* Assignment A: In the Git branching strategy document, shorten the paragraph that begins "Note: The branch is named main" into a brief bulleted list that keeps its main facts.
* Assignment B: Continue the Git branching strategy document from the point where it stops.

* Exercise passage:

Author: callinj
Name: Joe Callin
Title: Sr. Salesforce Developer
Email: joe@jcallin.dev

Overview

This document defines the Git branching and merge strategy for the Salesforce component library repository. The strategy optimizes for:

  • Clean history in dev/qa (multiple merges per day)
  • Full audit trail in main (production)
  • Minimal conflicts through proper promotion branch usage
  • Code review via Pull Requests for QA and Prod
  • Fast direct merges for Dev (multiple times per day)

Environment Branches

The repository maintains three primary environment branches:

  • dev - Development environment (multiple deployments per day)
  • qa - QA/Testing environment (multiple deployments per day)
  • main - Production environment (daily or weekly deployments)

Note: The branch is named main (following Git conventions), but it maps to and deploys to the production environment. In all Git commands and branch references, use main. When referring to environments or deployments, main represents production.

Branch Types

Feature Branches

Feature branches are created for new development work tied to user stories.

Naming Convention: feature/STORY-123-description

  • Story number is required
  • Short description is required (kebab-case)
  • Examples:
    • feature/STORY-123-add-user-authentication
    • feature/STORY-456-fix-login-bug
    • feature/STORY-789-implement-search-functionality

Hotfix Branches

Hotfix branches are created for critical bug fixes that need immediate deployment.

Naming Convention: hotfix/STORY-123-description

  • Story number is required
  • Short description is required (kebab-case)

* Given data:

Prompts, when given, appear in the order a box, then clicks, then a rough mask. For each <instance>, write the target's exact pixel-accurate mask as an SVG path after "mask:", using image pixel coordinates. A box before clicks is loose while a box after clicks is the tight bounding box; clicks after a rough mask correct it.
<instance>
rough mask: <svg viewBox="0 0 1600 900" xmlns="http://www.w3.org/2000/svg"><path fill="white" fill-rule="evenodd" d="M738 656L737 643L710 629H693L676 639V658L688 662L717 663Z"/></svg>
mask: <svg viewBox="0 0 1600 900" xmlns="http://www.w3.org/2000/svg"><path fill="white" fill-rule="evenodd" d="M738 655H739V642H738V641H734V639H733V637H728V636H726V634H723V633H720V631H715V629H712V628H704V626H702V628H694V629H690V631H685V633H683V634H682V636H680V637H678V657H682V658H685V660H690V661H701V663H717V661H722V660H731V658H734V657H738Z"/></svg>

* Exercise answer A:
- The branch is called main, following Git conventions.
- It maps to and deploys to the production environment.
- Use main in all Git commands and branch references.
- When discussing environments or deployments, main means production.

* Exercise answer B:
  • Examples:
    • hotfix/STORY-789-critical-security-patch
    • hotfix/STORY-101-fix-payment-error
    • hotfix/STORY-202-resolve-data-loss-issue

Promotion Branches

Promotion branches are temporary branches created to promote features/hotfixes to environment branches. They allow for conflict resolution and testing before merging to the target environment.

Naming Convention: promotion/{env}-{story} or promotion/{env}-{story1}-{story2}

  • Environment prefix: dev, qa, or prod
  • Story numbers only (no descriptions) for brevity
  • Can contain multiple story numbers for multi-feature promotions
  • Examples:
    • promotion/dev-123
    • promotion/qa-123-456
    • promotion/prod-123
    • promotion/prod-hotfix-123

Why Use Promotion Branches?

Promotion branches provide several key benefits over merging feature branches directly into environment branches:

1. Conflict Resolution Isolation

  • Conflicts are resolved in the promotion branch, not the feature branch
  • Keeps feature branch history clean and focused on feature development
  • Allows testing of conflict resolutions before merging to environment
  • Multiple developers can resolve conflicts without affecting each other's feature branches

2. Multi-Feature Coordination

  • Multiple features can be merged into a single promotion branch
  • Enables testing features together before promoting to environment
  • Simplifies coordination when features depend on each other
  • Single promotion commit represents multiple related features

3. Environment State Management

  • Promotion branch is created from the target environment branch
  • Ensures promotion is based on latest environment state
  • Prevents promoting code that conflicts with recent environment changes
  • Makes it clear what state the environment was in when promotion was created

4. Testing and Validation

  • Promotion branch can be tested independently before merging
  • Allows validation of conflict resolutions
  • Enables integration testing of multiple features together
  • Provides safety net before code reaches environment branch

5. Clean Environment History

  • Environment branches maintain clean, readable history
  • Each promotion represents a logical unit of work
  • Easier to identify what was deployed and when
  • Simplifies rollback and troubleshooting

Alternative Without Promotion Branches:

Without promotion branches, merging feature branches directly to environment branches would:

  • Require resolving conflicts in feature branches (pollutes feature history)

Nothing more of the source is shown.